> **REQUIRED WORK**
Resume the road-tour dispatch below, about the wrecked car, the wedding and the Sarah Lawrence show, writing on from its last sentence. The lines that come after the dispatch are not part of it.

> **EXCERPTED PASSAGE**
Having kicked off his US Tour in October, Franz Nicolay has begun sending us dispatches from the road. He sent us his first last week but we ran a bit behind due to the hurricane
Anyway, you don't want to know about all that, so here is the first episode of the dispatches.
I was pretty sure I had all my tour ducks in a row: ordered and received CDs, arranged to pick up vinyl, got packs of strings and picks, checked to make sure the accordion wasn't falling apart. I'd take the clothes to the laundry, come home and pack, and hit the road. I may as well have been whistling a happy tune Friday morning when I went out to the car, and noticed the front driver's side tire was flat. Too bad, I thought, but not a crushing defeat - there's a Firestone a quarter mile from here, I'll just get the donut on there and pop on down.
"Weird," said Maria. "It looks like it was slashed."
I looked. Sure enough, there was a ragged rip on the side of the tire. Not only that, but the whole thing was at a cockeyed angle.
"When did that happen?" said Maria, pointing at a table-sized dent I'd somehow avoided noticing.
"Oh…" I said, fingering the flecks of white paint now apparent on the rearview mirror and across the front corner. "Somebody hit-and-run us overnight."
You can't get very far in a car with one wheel pointed north and one pointed southeast, so we got the poor thing towed around the corner and I got on the phone with insurance.
"Our nearest appraiser is in New Hampshire," said the State Farm lady.
"But I'm in Boston. You literally don't have anyone in Boston?"
"Doesn't look like it, no."
"And I can't have them fix anything until you look at it?"
"No. Someone can get there by Monday, at the earliest. We can provide you with a rental car until the repairs are done."
I explained that by Tuesday I would be, if I had a way to get there, in Virginia; by Wednesday in Georgia, and by the next week somewhere in the Missouri plains.
"Let me call you back."
Well, reader, I have to give credit to at least this corner of the much-maligned insurance industry; because within the hour I was at the wheel of a brand-new rental car for the month-long tour, sponsored full by State Farm. I do love a happy ending.
The first show was Sunday night at Sarah Lawrence College north of New York City, but we had a cat to sit and a wedding to applaud in the meantime, about which I will say in short that advocates of gay marriage are really slacking on one of their strongest arguments: matching outfits. Our friends Dan and Dany - cutely, Dan y Dany, since the latter is Venezuelan (which has got to be the classiest of the Spanish accents) - had identical tan corduroy suits with black bow ties, topped by green wreaths, and recessed to the Talking Heads' "Road To Nowhere." The cat I was sorely tempted to throw off the balcony.
Sarah Lawrence is a petite and sheltered campus just north of the Bronx. I'd been booked by a good-hearted enthusiast named Sam, but as happens more and more these days, my real connections there were with the older folks, in this case a couple of the faculty: Toby, a grad-school friend of my wife's and my banjo consultant (I'd brought him in as a stunt banjo to play an 8-bar passage on my last record for which I didn't have the chops), who runs the bluegrass ensemble there; and the composer and cellist Pat Muchmore, my colleague in Anti-Social Music, who's accumulated a following of students appealed to by his booted-and-Mohawked take on contemporary classical music and pedagogy in general.

> **INFORMATION SUPPLIED**
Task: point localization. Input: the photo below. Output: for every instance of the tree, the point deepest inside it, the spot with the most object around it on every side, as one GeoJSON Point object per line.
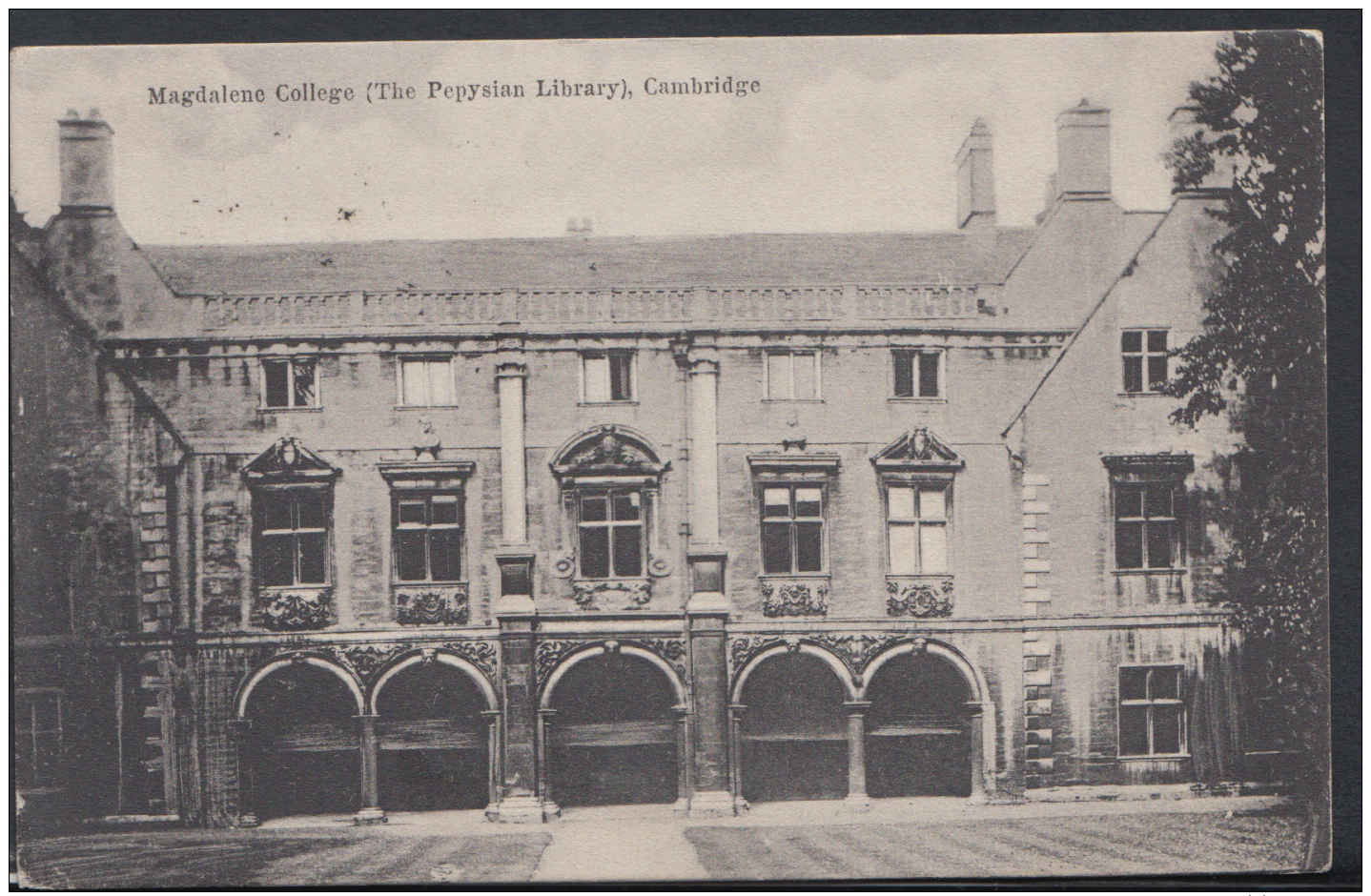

> **EXPECTED OUTPUT**
College shows can be awkward for a variety of reasons, and this one looked as if it could be: I'd play in a cozy, well-lit library, unamplified, ringed by couches. Sober, I thought, until the accordionist in the opening folk band shared his pint of Jack Daniel's. In the end it was familial and supportive, a couple dozen punks, collegiate folksingers doing novelty covers, and androgynes who cheered in the right places, laughed at the jokes, and roughhoused out the door and back to their dorms.
I bustled around the city running errands the next day - the city clerk had been trying with increasing urgency, during the six months I'd been out of the country on tour, to assess my suitability for jury duty; culminating in the letter threatening fines and jail time if I didn't present myself at the courthouse to, in the end, sign a piece of paper. Civic duty fulfilled, I headed to Philadelphia.
The First Unitarian Church, around the corner from the Mutter Museum, is a religious institution almost entirely bankrolled by punk shows: hardcore in the basement, indie rock upstairs in the main room, acoustic shows unamplified in the side chapel, and patrolled by - at least every time I've been there - dreadlocked patron saint Greg Daly, Philly punk institution, longtime World/Inferno jack-of-all-trades, international man of leisure. He's got a great story, about the drummer from a high-profile indie-folk band who'd come through on tour with a side project. Originally booked for the bigger (500 capacity) room, it'd gotten moved to the smaller (75 cap) room. Still, his big band did well and were good guys, so Greg and the promoters were gonna make sure he was happy, and asked him, "Can I get you anything? Anything you need?" The guy looked at him for a minute, shook his head, and answered, "I could use some fans of my music."
The show, fortunately for me, is with local hero Erik from Mischief Brew, who is still well in mourning for a close friend who'd been killed in a car accident the week before. He's shaken and seems understandably distracted. The pews are full, though, and he plays Townes Van Zandt's "Pancho & Lefty" and two new songs, one of which may or may not be called "He & She & I Make Three," may or may not be about transgender experience, but is indisputably awesome. We do "Off The Books" and "Fight Dirty" from the album we did together, get back to his place in time to catch the end of the Giants-Cardinals series, and I wake up to the eerie wail of crying pugs.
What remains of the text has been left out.